● What you need to do:
From the session listing on reimagined kinship below, list every scholar the text cites, each with the year given in parentheses.

● Selected excerpt:
◇ ◇ ◇ ◇ ◇ ◇ ◇

Kinship Reimagined, Justice and Transformative Futures (Part I)

Wednesday, 9 July 2025: 11:00-12:45
Location: SJES006 (Faculty of Legal, Economic, and Social Sciences (JES))
RC09 Social Transformations and Sociology of Development (host committee)
RC32 Women, Gender and Society

Language: English and French

In the age of the Anthropocene, what is the place of a reimagined kinship? In the last two decades there have been very specific transformations in kinship studies where Janet Carston (2004) or Pushpesh Kumar (2022) have spoken about 'making kinship', connected to Donna Haraway (2003) propagating the 'companion' to Govindarajan (2018) proposing human-animal intimacies. The broader political and economic development of societies, increasing migration and capital flows across the world are intrinsically connected with the way kinship was transformed. Laws, policies and justice systems also undergo a transformation with kinship reimagined, either in support of chosen kins or in resistance.

◇ ◇ ◇ ◇ ◇ ◇ ◇

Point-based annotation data

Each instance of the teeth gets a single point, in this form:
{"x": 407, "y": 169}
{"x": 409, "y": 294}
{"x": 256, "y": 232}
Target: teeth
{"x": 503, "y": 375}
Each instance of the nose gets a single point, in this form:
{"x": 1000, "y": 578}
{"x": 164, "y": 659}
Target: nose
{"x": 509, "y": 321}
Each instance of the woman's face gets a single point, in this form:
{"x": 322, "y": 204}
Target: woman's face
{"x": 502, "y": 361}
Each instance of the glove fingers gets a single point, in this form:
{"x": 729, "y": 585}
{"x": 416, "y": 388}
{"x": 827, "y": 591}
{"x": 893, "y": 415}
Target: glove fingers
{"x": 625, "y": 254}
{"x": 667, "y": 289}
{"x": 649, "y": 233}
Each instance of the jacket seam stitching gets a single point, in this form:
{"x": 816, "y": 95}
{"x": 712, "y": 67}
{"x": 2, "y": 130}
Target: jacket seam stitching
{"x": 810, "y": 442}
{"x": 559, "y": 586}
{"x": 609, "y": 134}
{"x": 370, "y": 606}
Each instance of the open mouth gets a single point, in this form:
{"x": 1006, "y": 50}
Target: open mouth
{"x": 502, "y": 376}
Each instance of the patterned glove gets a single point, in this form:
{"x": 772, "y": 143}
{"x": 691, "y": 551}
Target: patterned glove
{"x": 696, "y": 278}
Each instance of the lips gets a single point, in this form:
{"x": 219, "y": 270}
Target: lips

◇ ◇ ◇ ◇ ◇ ◇ ◇

● Answer for this exercise:
- Janet Carston (2004)
- Pushpesh Kumar (2022)
- Donna Haraway (2003)
- Govindarajan (2018)